**Exercise goal:**
From the records below, keep only the lines that contain the word "handbag" and copy each of them. Match case exactly.

Records pointing to named objects
----

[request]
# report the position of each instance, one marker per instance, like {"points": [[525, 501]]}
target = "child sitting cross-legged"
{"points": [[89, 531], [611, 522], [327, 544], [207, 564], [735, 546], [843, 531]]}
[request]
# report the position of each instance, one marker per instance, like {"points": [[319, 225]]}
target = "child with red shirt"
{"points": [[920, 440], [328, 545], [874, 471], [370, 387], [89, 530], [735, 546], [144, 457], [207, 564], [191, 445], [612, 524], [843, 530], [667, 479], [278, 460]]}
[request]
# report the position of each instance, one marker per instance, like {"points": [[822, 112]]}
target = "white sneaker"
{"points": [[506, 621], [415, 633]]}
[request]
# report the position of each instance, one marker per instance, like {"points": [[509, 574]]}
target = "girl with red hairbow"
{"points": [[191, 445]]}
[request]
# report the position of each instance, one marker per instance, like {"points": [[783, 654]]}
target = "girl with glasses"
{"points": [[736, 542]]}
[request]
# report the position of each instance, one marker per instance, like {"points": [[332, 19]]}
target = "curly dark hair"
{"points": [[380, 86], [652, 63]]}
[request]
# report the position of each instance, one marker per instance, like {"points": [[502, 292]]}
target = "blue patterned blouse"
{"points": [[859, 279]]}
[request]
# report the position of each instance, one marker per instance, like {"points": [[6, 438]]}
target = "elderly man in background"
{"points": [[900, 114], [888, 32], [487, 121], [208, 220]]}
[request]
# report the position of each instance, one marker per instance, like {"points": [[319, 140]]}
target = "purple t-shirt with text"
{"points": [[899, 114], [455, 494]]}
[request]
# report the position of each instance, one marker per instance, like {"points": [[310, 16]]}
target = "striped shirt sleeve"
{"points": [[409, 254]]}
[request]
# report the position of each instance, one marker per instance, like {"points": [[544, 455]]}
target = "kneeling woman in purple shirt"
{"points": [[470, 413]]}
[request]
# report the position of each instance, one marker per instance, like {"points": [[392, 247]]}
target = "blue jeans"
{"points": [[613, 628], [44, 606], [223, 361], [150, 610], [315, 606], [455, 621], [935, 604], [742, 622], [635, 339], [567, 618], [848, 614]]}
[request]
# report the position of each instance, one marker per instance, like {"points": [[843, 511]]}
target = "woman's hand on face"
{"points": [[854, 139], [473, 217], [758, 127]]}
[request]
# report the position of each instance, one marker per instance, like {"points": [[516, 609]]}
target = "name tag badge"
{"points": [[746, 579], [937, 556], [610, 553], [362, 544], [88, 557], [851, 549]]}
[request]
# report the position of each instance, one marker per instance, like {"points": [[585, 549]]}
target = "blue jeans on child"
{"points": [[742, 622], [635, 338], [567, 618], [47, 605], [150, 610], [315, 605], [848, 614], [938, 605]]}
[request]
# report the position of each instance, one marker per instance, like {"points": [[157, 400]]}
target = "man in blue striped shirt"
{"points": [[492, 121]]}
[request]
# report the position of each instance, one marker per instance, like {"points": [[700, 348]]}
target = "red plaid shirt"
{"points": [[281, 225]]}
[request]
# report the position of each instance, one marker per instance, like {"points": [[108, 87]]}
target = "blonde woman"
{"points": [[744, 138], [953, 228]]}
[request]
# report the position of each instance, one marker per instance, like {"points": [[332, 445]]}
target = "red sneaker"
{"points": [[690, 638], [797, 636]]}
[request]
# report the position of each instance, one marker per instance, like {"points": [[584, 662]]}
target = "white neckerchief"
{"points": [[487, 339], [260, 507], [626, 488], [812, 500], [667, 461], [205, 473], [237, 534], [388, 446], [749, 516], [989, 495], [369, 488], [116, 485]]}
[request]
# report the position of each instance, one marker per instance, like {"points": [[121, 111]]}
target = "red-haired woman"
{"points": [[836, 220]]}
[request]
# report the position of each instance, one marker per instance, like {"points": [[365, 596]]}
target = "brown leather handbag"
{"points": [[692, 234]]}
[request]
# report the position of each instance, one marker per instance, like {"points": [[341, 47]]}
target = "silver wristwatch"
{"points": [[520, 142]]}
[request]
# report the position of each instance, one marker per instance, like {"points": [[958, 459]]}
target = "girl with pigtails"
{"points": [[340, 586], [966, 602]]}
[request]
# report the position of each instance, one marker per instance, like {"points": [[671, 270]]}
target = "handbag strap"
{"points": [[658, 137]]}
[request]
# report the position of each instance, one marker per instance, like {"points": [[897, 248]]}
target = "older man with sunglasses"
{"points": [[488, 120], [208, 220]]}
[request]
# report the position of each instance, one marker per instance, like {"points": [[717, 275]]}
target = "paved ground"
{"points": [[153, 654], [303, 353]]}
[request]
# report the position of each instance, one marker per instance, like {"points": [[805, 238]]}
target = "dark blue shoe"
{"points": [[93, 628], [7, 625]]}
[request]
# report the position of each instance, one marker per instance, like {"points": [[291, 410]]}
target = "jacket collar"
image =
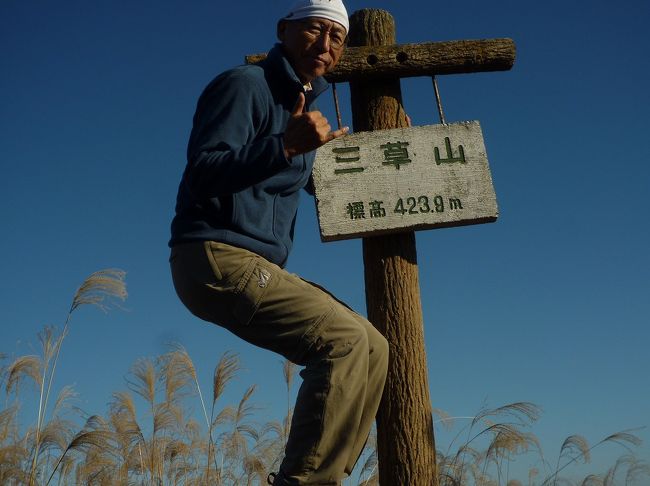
{"points": [[281, 71]]}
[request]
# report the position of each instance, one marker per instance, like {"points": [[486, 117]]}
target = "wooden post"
{"points": [[406, 447]]}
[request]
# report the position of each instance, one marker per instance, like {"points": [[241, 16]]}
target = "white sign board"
{"points": [[414, 178]]}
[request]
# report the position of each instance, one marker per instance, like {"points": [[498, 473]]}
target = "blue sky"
{"points": [[549, 304]]}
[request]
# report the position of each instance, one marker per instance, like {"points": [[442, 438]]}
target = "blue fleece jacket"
{"points": [[238, 187]]}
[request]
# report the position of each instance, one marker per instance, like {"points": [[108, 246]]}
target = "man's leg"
{"points": [[344, 356]]}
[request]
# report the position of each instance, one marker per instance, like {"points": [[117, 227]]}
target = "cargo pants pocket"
{"points": [[251, 290]]}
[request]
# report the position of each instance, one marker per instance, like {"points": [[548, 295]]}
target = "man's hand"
{"points": [[306, 131]]}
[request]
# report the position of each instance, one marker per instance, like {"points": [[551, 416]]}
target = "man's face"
{"points": [[312, 45]]}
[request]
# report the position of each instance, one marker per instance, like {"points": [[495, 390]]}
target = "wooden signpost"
{"points": [[373, 183], [385, 190]]}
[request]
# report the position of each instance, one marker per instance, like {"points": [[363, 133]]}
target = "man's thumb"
{"points": [[300, 105]]}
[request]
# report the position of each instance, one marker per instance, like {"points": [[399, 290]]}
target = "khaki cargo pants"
{"points": [[344, 356]]}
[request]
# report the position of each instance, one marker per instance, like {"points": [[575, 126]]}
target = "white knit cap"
{"points": [[327, 9]]}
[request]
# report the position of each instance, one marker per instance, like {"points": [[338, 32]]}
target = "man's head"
{"points": [[313, 35]]}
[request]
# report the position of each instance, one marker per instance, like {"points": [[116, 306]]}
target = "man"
{"points": [[250, 153]]}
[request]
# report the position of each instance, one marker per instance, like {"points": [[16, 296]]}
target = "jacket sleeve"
{"points": [[225, 152]]}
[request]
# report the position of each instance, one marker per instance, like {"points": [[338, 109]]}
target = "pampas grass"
{"points": [[149, 435]]}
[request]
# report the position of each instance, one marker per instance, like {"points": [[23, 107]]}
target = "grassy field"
{"points": [[149, 436]]}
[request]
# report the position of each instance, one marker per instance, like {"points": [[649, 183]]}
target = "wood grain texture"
{"points": [[406, 448], [425, 59]]}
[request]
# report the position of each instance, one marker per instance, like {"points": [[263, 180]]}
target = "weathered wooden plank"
{"points": [[425, 59], [403, 179]]}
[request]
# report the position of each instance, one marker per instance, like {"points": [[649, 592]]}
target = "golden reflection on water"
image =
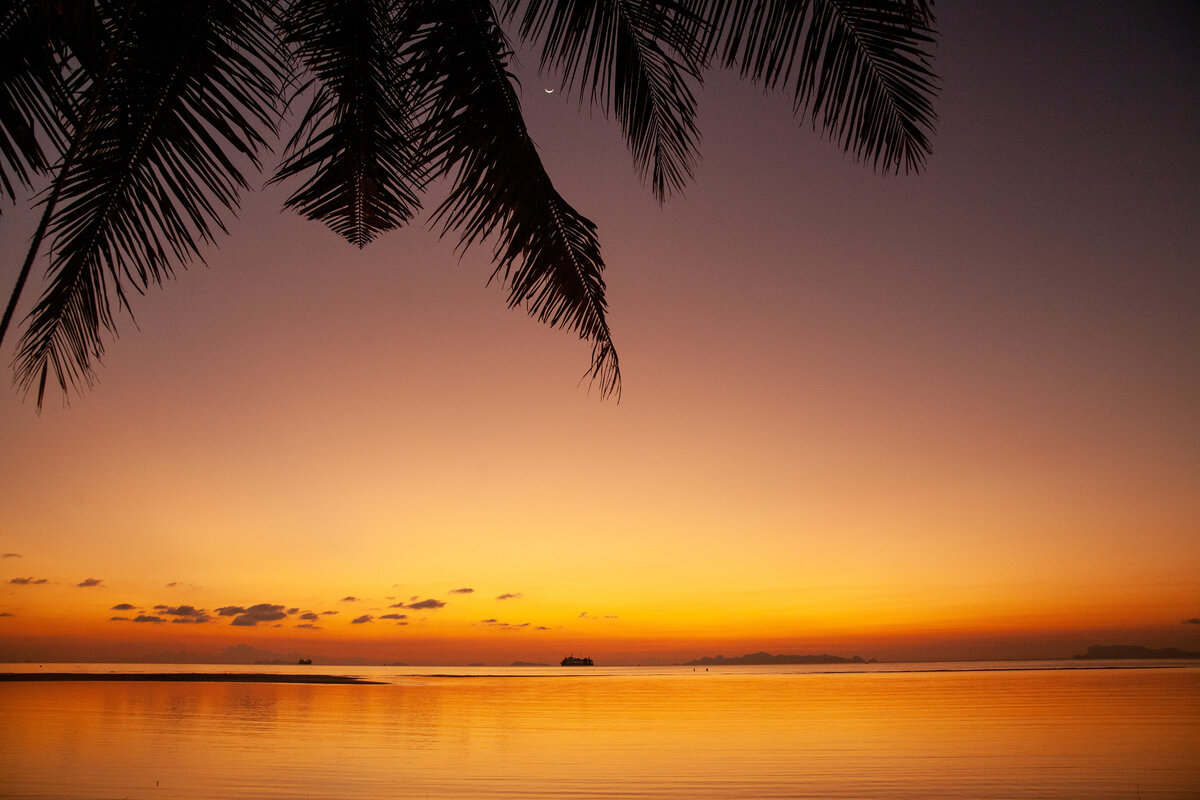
{"points": [[988, 734]]}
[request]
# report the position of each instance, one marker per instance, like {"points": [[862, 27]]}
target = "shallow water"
{"points": [[773, 732]]}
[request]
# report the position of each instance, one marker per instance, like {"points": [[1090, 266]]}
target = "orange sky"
{"points": [[951, 415]]}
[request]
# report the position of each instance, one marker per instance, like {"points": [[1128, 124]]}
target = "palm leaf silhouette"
{"points": [[151, 173], [145, 114]]}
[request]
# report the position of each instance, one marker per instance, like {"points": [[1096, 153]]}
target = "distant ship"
{"points": [[571, 661]]}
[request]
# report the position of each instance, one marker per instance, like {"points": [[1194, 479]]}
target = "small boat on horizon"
{"points": [[571, 661]]}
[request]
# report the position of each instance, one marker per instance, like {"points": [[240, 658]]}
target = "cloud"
{"points": [[185, 613], [259, 613], [507, 626]]}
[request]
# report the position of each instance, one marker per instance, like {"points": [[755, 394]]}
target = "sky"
{"points": [[940, 416]]}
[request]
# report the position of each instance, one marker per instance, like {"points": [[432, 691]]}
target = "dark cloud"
{"points": [[259, 613], [185, 613], [507, 626]]}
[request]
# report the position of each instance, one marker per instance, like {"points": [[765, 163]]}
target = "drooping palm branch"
{"points": [[358, 140], [151, 174], [150, 110], [546, 252], [859, 67], [634, 59]]}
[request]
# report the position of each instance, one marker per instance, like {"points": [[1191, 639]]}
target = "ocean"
{"points": [[945, 731]]}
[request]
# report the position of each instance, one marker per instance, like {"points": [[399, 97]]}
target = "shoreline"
{"points": [[185, 678]]}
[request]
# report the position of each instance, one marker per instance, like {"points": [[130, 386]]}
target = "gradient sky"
{"points": [[951, 415]]}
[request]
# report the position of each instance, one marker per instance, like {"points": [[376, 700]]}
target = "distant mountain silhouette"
{"points": [[768, 659], [1134, 651]]}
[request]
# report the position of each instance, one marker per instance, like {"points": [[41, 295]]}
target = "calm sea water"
{"points": [[930, 731]]}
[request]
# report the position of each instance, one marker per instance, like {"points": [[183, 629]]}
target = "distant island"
{"points": [[1133, 651], [769, 659]]}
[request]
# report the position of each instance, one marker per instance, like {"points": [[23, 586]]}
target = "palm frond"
{"points": [[859, 67], [635, 60], [185, 85], [546, 252], [357, 138], [33, 94]]}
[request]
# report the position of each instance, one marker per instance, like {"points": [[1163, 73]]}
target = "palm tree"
{"points": [[143, 116]]}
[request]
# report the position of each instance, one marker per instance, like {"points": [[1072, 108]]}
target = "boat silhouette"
{"points": [[571, 661]]}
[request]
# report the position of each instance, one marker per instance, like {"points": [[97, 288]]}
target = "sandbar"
{"points": [[185, 677]]}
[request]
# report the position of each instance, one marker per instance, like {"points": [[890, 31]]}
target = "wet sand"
{"points": [[185, 677]]}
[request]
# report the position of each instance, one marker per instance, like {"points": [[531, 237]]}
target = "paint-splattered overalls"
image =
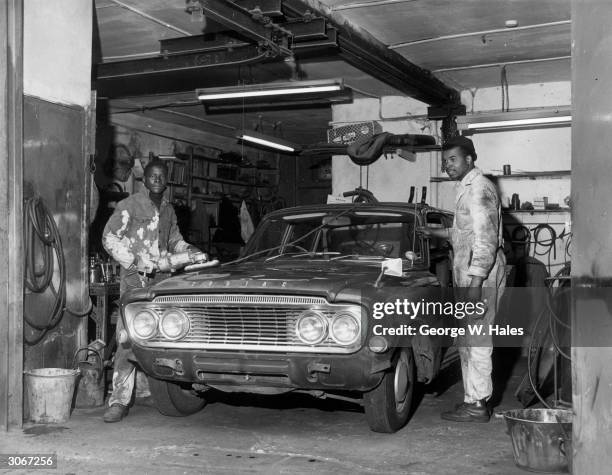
{"points": [[477, 242], [136, 235]]}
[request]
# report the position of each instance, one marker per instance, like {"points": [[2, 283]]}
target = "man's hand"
{"points": [[474, 295], [147, 264], [426, 231]]}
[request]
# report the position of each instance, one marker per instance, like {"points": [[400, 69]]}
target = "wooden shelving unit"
{"points": [[524, 175]]}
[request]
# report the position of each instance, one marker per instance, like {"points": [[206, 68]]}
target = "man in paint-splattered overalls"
{"points": [[478, 271], [141, 230]]}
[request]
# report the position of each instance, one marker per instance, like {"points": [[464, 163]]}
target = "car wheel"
{"points": [[172, 399], [388, 406]]}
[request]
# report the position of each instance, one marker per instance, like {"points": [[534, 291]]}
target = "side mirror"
{"points": [[389, 267]]}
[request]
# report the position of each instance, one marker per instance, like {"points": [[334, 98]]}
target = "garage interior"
{"points": [[87, 82]]}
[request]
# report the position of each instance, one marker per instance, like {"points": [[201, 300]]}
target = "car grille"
{"points": [[247, 322]]}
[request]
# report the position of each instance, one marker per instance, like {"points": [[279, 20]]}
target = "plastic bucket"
{"points": [[541, 439], [49, 393]]}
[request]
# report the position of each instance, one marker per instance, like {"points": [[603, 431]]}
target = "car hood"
{"points": [[290, 276]]}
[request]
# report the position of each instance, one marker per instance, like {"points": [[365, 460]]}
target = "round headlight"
{"points": [[344, 328], [311, 327], [174, 324], [145, 324]]}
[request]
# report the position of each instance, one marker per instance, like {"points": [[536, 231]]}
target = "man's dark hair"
{"points": [[465, 144], [156, 162]]}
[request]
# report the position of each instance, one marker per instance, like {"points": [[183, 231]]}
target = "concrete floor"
{"points": [[281, 434]]}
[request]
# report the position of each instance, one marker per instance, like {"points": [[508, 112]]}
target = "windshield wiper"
{"points": [[319, 253], [357, 256]]}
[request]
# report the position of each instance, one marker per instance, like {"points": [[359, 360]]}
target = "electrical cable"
{"points": [[563, 272], [529, 356], [41, 230]]}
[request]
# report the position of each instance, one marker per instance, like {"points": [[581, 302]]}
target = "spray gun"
{"points": [[187, 260]]}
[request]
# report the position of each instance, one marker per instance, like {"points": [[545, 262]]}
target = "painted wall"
{"points": [[542, 149], [57, 75], [57, 50]]}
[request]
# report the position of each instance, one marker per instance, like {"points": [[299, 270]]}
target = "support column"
{"points": [[592, 239], [11, 198]]}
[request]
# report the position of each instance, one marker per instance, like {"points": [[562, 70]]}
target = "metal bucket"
{"points": [[541, 439], [49, 394], [90, 390]]}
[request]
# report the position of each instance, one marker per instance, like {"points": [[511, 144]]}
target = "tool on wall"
{"points": [[411, 197]]}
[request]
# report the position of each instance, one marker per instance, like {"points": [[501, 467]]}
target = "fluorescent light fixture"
{"points": [[268, 90], [268, 141], [515, 119]]}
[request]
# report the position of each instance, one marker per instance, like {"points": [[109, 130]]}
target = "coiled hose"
{"points": [[41, 233]]}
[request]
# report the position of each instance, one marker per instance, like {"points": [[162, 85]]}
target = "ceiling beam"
{"points": [[142, 123], [226, 55], [362, 50]]}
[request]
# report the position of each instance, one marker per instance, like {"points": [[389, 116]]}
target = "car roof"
{"points": [[396, 206]]}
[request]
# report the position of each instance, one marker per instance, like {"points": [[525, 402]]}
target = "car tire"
{"points": [[172, 399], [389, 406]]}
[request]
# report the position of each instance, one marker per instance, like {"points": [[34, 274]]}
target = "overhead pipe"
{"points": [[480, 33]]}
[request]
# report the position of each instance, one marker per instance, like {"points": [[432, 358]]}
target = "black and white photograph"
{"points": [[306, 237]]}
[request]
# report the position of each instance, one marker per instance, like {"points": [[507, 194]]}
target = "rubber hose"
{"points": [[41, 232]]}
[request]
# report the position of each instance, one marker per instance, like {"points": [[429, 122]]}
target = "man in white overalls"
{"points": [[478, 271]]}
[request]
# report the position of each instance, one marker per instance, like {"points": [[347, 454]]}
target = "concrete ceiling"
{"points": [[464, 43]]}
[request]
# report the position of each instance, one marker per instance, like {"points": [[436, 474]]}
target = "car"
{"points": [[295, 313]]}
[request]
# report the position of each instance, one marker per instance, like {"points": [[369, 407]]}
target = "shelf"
{"points": [[238, 183], [314, 187], [203, 196], [525, 175]]}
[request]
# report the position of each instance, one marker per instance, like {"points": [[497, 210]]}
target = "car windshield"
{"points": [[354, 235]]}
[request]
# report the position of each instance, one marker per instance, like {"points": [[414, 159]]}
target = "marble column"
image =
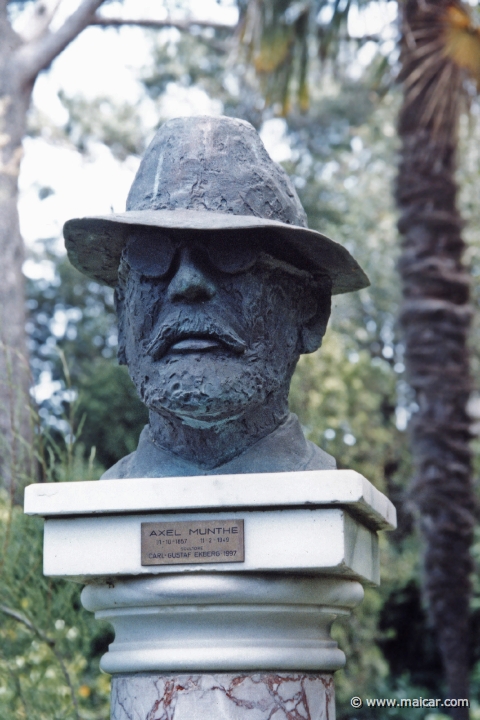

----

**Response to this task:**
target = "brown leather handbag"
target = "handbag strap"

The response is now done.